** START Selected excerpt **

Anyway, describing aliens from outer space is always good language practice, since it stretches the limits of our imagination. So here are some possibilities and you may want to think of some more features for the neach neamhshaolta that you design yourself.
These sentences are all written in the first person (I have two antennae, etc.), using “agam,” as if the “neach” were speaking him or herself, or, given that we’re talking about spás amuigh (outer space), maybe I should add, “or whateverself.” But if you want to adjust them, you can easily use words like:
aige (at him), for “he has”
aici (at her), for “she has”
acu (at them), for “they have”
The sentences below are based on the pictures in the illustration above. Of course, there are a great many varieties of denizens of outer space, ranging from Ambassador Kollos, a Medusan, from Star Trek‘s “Is There in Truth No Beauty?” (1968) to Jaba the Hutt, Wookies, and the adorable Ewoks (Star Wars) , not to mention the cunning Kanamits (Twilight Zone), the dangerous Daleks (Doctor Who), the and the far-from-naive Na’vi (Avatar), plus, of course, the old standbys, the Martians and the Venusians. As far as describing muintir an spáis amuigh goes, no holds are barred and the world (an domhan), or should I say the multiverse (an ilchruinne) is your oyster (oisre), to blatantly borrow an English idiom.
Good luck describing Ambassador Kollos, by the way! Anyone who looked upon him was supposed to go insane, which is why he traveled totally contained in a box, with his companion, Miranda to guide his travels.

** END Selected excerpt **

Written task A.
Render the following sentence from the excerpt on describing space aliens into Spanish: "Anyway, describing aliens from outer space is always good language practice, since it stretches the limits of our imagination."
Written task B.
Quote verbatim the part of the excerpt on describing space aliens that opens with the words "The sentences below" and closes with "an English idiom.".

** START Data excerpts **

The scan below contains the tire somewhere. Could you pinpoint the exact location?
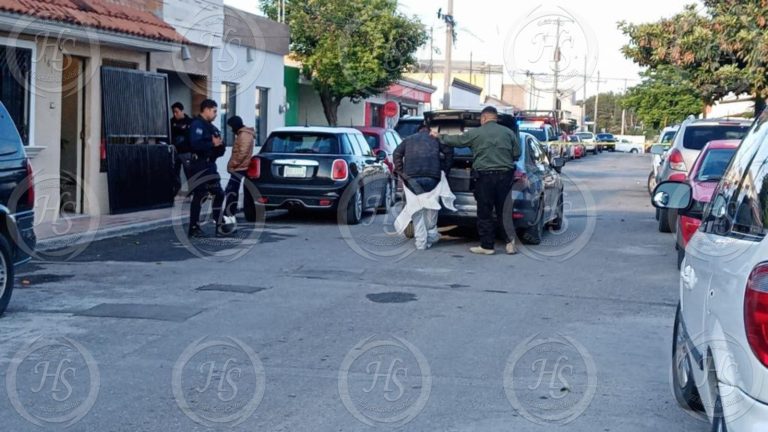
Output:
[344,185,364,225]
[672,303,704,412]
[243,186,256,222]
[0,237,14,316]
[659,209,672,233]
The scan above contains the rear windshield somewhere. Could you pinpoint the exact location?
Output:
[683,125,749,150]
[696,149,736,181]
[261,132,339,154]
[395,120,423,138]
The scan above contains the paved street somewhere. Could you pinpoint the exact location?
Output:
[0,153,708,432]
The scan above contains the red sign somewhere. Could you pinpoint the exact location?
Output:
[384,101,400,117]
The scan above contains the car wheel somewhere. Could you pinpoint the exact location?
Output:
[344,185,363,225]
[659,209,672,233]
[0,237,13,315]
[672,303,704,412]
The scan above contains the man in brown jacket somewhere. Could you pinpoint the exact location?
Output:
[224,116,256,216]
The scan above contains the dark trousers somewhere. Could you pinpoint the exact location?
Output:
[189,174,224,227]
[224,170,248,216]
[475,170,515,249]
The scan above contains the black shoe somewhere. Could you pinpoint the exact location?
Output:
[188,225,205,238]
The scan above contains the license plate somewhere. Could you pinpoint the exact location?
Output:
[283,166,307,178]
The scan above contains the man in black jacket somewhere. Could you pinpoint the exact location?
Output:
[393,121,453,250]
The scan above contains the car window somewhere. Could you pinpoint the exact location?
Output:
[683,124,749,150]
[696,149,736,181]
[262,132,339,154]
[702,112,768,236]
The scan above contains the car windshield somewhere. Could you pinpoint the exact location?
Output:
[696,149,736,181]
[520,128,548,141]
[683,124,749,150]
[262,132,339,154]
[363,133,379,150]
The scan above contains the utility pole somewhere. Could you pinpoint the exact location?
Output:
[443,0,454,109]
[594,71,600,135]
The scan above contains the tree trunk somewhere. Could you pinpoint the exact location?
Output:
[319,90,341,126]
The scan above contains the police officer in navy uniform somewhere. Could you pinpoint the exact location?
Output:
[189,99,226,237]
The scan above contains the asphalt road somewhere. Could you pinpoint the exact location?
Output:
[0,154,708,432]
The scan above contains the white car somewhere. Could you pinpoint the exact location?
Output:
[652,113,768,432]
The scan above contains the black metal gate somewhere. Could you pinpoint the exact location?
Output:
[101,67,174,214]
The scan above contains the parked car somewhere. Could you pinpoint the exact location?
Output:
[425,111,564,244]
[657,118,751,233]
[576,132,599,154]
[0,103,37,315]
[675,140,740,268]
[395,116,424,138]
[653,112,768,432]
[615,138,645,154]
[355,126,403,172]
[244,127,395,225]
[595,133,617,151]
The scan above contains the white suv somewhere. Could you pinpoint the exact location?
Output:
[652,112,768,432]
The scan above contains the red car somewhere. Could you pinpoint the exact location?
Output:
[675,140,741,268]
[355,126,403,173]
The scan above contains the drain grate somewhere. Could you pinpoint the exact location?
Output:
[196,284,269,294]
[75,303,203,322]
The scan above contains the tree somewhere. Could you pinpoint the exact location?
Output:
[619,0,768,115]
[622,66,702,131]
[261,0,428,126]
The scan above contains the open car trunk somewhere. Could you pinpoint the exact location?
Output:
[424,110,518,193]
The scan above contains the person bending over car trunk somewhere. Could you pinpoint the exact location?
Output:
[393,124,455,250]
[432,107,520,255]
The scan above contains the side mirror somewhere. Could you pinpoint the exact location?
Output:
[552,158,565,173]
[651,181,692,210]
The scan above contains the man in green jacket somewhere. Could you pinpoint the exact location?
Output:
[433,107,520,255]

** END Data excerpts **
** START Data excerpts **

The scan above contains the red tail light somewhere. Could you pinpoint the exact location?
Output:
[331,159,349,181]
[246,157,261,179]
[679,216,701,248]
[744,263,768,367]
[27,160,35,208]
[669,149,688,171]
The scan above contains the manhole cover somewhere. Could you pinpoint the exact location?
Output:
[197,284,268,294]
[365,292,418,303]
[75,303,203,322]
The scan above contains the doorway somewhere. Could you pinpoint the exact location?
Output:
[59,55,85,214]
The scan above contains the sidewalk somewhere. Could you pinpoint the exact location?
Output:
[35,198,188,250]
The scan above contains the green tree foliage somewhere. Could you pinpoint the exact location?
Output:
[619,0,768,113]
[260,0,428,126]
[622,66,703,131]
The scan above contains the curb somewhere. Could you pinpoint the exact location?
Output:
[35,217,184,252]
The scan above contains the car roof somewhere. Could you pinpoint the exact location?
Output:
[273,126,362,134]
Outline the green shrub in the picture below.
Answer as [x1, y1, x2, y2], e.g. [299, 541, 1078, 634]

** END Data excerpts **
** START Data excerpts **

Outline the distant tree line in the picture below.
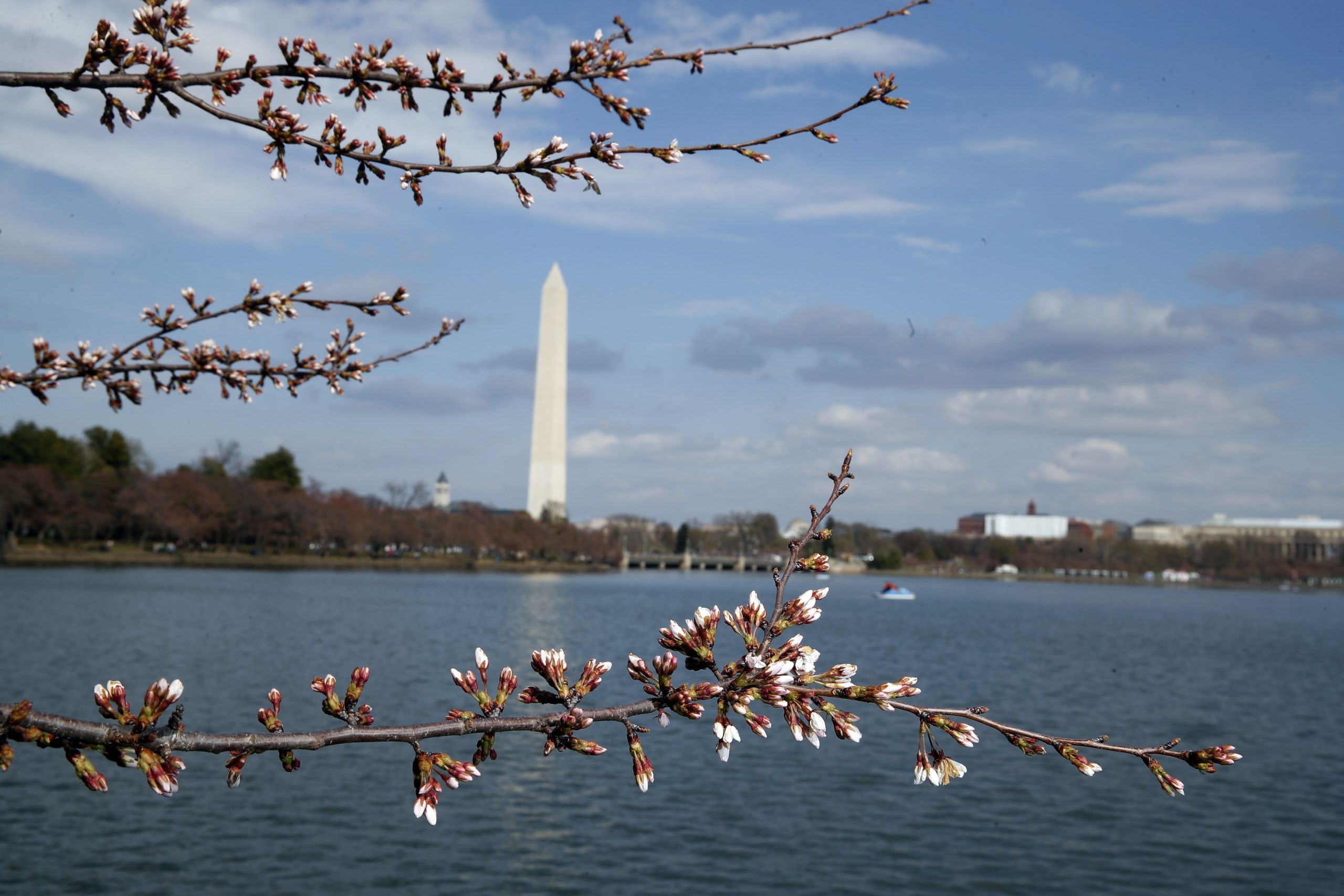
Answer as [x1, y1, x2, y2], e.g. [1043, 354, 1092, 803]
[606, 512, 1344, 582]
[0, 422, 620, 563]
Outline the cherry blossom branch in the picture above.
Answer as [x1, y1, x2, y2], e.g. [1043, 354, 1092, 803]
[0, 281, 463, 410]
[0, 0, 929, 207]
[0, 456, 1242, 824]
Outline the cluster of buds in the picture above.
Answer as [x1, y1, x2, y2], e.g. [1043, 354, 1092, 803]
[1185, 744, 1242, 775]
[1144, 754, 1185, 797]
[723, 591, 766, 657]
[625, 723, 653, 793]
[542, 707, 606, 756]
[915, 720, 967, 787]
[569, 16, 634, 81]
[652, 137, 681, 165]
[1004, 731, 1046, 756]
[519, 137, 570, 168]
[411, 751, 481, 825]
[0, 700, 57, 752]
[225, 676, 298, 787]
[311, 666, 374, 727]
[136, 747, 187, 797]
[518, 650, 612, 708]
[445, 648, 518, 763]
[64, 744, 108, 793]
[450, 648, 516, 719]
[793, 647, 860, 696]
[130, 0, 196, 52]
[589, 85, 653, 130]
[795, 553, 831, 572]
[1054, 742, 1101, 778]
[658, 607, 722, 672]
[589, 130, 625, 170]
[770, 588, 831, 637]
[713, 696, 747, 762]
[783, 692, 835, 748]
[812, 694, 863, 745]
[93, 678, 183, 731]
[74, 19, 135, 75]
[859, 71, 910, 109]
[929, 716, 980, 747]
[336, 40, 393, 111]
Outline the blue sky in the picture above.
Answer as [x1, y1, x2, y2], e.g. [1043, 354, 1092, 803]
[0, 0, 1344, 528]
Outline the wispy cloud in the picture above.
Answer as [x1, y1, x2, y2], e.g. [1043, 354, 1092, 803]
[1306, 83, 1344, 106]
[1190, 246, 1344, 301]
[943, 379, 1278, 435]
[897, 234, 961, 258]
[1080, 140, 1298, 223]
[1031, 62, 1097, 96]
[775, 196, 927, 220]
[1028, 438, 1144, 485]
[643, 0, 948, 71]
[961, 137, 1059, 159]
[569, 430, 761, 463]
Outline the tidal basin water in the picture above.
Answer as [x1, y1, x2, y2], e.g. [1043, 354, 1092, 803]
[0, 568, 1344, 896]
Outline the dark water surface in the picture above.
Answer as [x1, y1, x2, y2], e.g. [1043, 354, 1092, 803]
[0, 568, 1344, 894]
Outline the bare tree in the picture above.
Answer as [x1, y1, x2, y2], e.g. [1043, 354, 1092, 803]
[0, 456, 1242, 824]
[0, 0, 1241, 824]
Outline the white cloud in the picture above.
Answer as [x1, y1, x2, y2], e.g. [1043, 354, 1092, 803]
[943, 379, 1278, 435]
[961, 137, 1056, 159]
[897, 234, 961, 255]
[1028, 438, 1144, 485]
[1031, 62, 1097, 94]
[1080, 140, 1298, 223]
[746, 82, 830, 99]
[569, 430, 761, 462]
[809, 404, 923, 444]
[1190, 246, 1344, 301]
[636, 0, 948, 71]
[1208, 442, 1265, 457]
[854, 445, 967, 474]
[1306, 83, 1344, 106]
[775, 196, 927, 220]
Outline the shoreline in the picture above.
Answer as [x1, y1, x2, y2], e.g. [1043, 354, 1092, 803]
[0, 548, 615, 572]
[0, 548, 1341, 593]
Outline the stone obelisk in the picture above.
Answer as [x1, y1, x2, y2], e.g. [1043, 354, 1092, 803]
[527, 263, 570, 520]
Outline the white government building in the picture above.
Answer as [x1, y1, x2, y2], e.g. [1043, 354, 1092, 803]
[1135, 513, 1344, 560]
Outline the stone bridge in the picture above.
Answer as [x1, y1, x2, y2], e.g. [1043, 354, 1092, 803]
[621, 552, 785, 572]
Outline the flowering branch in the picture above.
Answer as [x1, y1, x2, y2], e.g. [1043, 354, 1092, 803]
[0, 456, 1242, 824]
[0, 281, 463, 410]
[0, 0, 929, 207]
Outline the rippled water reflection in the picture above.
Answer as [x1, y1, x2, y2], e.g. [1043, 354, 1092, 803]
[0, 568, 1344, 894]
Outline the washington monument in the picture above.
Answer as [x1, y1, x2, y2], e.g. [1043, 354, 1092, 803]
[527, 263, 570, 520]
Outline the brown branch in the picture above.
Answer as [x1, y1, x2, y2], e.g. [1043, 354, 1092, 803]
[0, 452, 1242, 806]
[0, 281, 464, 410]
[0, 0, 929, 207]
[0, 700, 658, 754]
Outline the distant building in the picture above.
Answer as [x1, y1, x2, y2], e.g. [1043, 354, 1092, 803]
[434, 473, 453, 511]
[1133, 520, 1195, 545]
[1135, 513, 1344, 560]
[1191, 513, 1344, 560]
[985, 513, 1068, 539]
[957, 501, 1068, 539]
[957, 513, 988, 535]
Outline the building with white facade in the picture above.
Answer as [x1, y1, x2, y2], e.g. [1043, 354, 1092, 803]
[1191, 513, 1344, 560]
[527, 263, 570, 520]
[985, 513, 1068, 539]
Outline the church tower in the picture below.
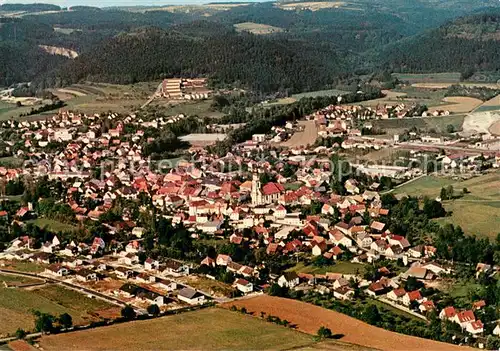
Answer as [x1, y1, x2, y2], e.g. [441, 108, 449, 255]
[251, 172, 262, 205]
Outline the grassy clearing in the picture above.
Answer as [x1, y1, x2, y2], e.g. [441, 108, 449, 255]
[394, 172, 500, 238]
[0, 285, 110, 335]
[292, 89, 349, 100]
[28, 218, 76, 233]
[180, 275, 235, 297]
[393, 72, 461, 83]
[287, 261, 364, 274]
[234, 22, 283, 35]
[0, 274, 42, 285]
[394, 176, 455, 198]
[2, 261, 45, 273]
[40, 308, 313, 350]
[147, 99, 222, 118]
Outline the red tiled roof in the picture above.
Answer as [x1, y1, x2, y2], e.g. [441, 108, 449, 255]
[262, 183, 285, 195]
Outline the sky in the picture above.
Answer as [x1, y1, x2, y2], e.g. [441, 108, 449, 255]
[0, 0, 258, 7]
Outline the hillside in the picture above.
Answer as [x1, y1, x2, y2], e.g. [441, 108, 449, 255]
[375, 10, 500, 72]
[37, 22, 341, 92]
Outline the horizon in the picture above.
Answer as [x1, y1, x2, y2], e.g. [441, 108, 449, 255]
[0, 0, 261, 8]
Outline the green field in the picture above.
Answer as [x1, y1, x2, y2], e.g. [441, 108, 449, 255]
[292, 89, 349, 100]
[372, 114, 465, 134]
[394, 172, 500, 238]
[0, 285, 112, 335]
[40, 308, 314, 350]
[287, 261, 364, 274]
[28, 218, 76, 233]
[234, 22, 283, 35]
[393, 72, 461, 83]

** END Data excerpts **

Exercise solution A.
De todos modos, describir extraterrestres del espacio exterior siempre es una buena práctica lingüística, ya que amplía los límites de nuestra imaginación.

Exercise solution B.
The sentences below are based on the pictures in the illustration above. Of course, there are a great many varieties of denizens of outer space, ranging from Ambassador Kollos, a Medusan, from Star Trek‘s “Is There in Truth No Beauty?” (1968) to Jaba the Hutt, Wookies, and the adorable Ewoks (Star Wars) , not to mention the cunning Kanamits (Twilight Zone), the dangerous Daleks (Doctor Who), the and the far-from-naive Na’vi (Avatar), plus, of course, the old standbys, the Martians and the Venusians. As far as describing muintir an spáis amuigh goes, no holds are barred and the world (an domhan), or should I say the multiverse (an ilchruinne) is your oyster (oisre), to blatantly borrow an English idiom.